[WHAT YOU ARE ASKED TO DO]:
What is needed is a word-for-word copy of every record below, minus the pictures.

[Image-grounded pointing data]
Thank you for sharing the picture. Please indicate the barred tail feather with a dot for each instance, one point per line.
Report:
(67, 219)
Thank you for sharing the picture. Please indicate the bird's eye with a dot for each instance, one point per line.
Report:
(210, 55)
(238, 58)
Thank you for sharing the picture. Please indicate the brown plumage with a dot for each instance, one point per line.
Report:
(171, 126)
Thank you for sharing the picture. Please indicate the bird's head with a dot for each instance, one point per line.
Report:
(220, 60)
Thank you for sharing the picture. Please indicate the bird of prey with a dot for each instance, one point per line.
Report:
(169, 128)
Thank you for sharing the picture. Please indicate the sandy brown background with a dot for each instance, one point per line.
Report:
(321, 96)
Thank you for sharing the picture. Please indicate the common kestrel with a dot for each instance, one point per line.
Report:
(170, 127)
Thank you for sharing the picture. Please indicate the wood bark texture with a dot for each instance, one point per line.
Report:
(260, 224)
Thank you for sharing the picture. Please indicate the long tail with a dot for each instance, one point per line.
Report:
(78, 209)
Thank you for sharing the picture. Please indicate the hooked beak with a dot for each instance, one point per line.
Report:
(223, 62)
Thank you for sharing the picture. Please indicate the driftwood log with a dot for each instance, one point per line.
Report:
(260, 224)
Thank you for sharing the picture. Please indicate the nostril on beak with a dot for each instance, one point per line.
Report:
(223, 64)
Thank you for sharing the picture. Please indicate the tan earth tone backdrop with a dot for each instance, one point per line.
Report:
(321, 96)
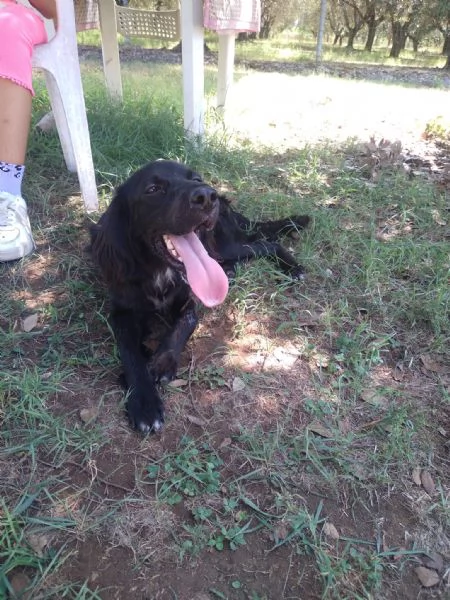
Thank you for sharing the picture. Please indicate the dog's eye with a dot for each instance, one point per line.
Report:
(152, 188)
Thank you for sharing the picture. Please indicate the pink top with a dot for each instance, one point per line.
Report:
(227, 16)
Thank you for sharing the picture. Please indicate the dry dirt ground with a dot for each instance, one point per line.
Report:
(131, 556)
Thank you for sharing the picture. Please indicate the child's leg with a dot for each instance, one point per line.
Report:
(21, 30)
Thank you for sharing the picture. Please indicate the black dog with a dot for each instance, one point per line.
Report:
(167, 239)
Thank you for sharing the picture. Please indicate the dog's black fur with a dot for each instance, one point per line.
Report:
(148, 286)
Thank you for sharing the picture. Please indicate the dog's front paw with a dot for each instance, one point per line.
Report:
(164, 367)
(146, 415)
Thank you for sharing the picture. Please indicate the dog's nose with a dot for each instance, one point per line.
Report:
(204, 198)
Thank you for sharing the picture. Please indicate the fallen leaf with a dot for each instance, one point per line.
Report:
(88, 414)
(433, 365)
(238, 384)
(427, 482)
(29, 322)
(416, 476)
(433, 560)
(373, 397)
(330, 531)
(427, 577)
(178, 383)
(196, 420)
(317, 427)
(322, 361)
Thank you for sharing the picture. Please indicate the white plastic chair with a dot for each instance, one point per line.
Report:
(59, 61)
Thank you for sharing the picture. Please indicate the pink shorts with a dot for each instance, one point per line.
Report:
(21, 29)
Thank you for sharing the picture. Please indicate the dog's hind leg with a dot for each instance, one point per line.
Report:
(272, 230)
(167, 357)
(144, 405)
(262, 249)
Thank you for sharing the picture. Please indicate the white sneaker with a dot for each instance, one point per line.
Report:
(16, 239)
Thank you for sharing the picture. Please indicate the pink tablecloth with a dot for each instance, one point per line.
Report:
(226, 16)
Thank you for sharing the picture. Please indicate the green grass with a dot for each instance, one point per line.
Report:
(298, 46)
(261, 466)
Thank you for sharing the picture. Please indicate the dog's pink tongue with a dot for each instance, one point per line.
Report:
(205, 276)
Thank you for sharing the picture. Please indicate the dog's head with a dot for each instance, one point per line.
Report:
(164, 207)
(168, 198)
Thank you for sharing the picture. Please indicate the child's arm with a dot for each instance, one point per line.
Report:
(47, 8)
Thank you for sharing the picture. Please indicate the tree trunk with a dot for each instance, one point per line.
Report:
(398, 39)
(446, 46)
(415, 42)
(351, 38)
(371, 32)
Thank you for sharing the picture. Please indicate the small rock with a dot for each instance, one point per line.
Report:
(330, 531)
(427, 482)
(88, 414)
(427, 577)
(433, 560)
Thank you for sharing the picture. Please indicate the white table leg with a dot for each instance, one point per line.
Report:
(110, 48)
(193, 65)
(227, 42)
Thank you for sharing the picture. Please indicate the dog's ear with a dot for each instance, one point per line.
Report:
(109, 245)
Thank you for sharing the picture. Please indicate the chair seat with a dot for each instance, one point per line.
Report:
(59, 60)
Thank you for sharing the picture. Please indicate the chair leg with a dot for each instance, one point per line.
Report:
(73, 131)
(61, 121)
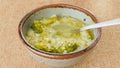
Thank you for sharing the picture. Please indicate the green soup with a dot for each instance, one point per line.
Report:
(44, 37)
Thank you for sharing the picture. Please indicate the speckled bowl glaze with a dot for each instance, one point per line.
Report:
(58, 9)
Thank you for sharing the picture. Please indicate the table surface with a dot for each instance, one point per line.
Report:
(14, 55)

[FINISHED EXERCISE]:
Thank you for sharing the picture. Please indicate the barred tail feather with a dot for each instance, one point per line.
Report:
(67, 219)
Thank you for sharing the picture. Please indicate the bird's eye with a dot for each instance, one point per line.
Report:
(210, 55)
(238, 58)
Thank you for sharing the picture. Please indicate the brown plumage with a dot for each instance, one point per line.
Report:
(171, 126)
Thank you for sharing the picture. Please indicate the bird's head with a dot for each instance, one point per line.
Report:
(220, 60)
Thank you for sharing the picture. Please indicate the bird of prey with a dot for each instance, one point per line.
Report:
(169, 128)
Thank you for sharing the picture. Please indicate the sandy brown background with a dot for each instance, one point per line.
Report:
(321, 96)
Thank you for sharing the picture. Please indicate the common kestrel with a dot for each instance, one point per line.
Report:
(170, 127)
Thank you for sharing the picture. Please indicate the wood bark texture with a dot for each instance, one point per line.
Report:
(260, 224)
Thank you for sharing the picture. Please indicate the long tail with a dot for each instance, one point per line.
Report:
(78, 209)
Thank you for sharing the picture. Please indicate the hooked beak with a dot for each instance, one point per line.
Report:
(223, 62)
Thank you for sharing the picture. Please indicate the driftwood log with a dot for each instance, one point per line.
Report:
(260, 224)
Thank you for sharing the picture. Please indicate the nostril on beak with a dot for each instance, one point per line.
Report:
(223, 64)
Thank you for sharing the picture. Please indicate the tan earth tone backdrop with a dot for each instance, one point per line.
Report:
(321, 96)
Thank you for sharing the picture. Please indicate the dog's eye with a dot for each instance, one point per line.
Report:
(152, 188)
Thank you for sharing the picture. Please indicate the pink top with a dot for each instance, one point per line.
Report:
(227, 16)
Thank you for sharing the picture. Please indicate the dry dirt ground with a dot for each instance, one point per line.
Report:
(131, 556)
Thank you for sharing the picture. Please indicate the child's leg with a dot for each instance, one point per line.
Report:
(21, 30)
Thank you for sharing the picture. Please indicate the black dog with a dot for each instance, one point per line.
Report:
(167, 239)
Thank you for sharing the picture. Please indicate the dog's black fur with a dot for each instance, one point per line.
Report:
(148, 286)
Thank you for sharing the picture. Please indicate the dog's front paw with a dot for each instance, one point per line.
Report:
(164, 367)
(146, 415)
Thank you for sharing the picture. Please indicate the dog's nose with a dot for each instance, one point per line.
Report:
(204, 198)
Thank you for sharing the picture. Please indicate the fallen leaf with a dot for each instance, one point per line.
Report:
(88, 414)
(433, 365)
(238, 384)
(427, 482)
(29, 322)
(416, 476)
(433, 560)
(373, 397)
(330, 531)
(427, 577)
(178, 383)
(196, 420)
(317, 427)
(322, 361)
Thank you for sharing the picture. Please indicate the white plastic chair with a dot for each instance, one point per line.
Report:
(59, 61)
Thank you for sharing the picture. Please indicate the pink shorts with a dot for each instance, one point per line.
Report:
(21, 29)
Thank you for sharing the picture. Please indicate the dog's hind leg with a dot for each instance, one point per line.
Report:
(272, 230)
(167, 357)
(144, 405)
(262, 249)
Thank you for sharing the picture. Please indicate the white sneaker with a dot for each instance, one point per line.
Report:
(16, 239)
Thank you for sharing the picture. Please indicate the pink tablecloth with a dot for each instance, one point per line.
Report:
(226, 16)
Thank you for sharing the picture. Please indicate the green grass with a dot for each instance, one point per line.
Report:
(298, 46)
(261, 466)
Thank you for sharing the picture. Please indicate the dog's pink tongue with a dot for each instance, one point per line.
Report:
(205, 276)
Thank you for sharing the picture. Please indicate the dog's head with a dot for each instance, one point per line.
Report:
(164, 207)
(168, 198)
Thank you for sharing the picture. Please indicate the child's arm with a dot for each instance, one point per line.
Report:
(47, 8)
Thank you for sharing the picture. Please indicate the tree trunk with a dot for each instance, one point per line.
Report:
(398, 39)
(446, 46)
(415, 42)
(351, 38)
(371, 32)
Thank you for sharing the picture. Please indicate the small rock with a dot for each instance, one point per line.
Report:
(330, 531)
(427, 482)
(88, 414)
(427, 577)
(433, 560)
Thank you for sharing the picture. Please indicate the white table leg with a dot for each instance, one point per line.
Report:
(110, 48)
(193, 65)
(227, 42)
Thank you for sharing the picture. Please indicate the dog's ear with a dot for each instance, one point per line.
Report:
(109, 245)
Thank you for sharing the picture. Please indicate the chair seat with a dot for each instance, one point per line.
Report:
(59, 60)
Thank you for sharing the picture. Please indicate the chair leg with a dot for each instance, one point per line.
Report:
(73, 131)
(61, 121)
Thank you for sharing the picture. Please indicate the green soup with a dot for each instance, one point per line.
Report:
(44, 37)
Thank you for sharing the picture. Please indicate the speckled bowl glaze with a dot for each instance, one point per line.
Report:
(58, 9)
Thank you for sharing the picture. Please indicate the table surface with a dot for each instance, one point per line.
Report:
(14, 55)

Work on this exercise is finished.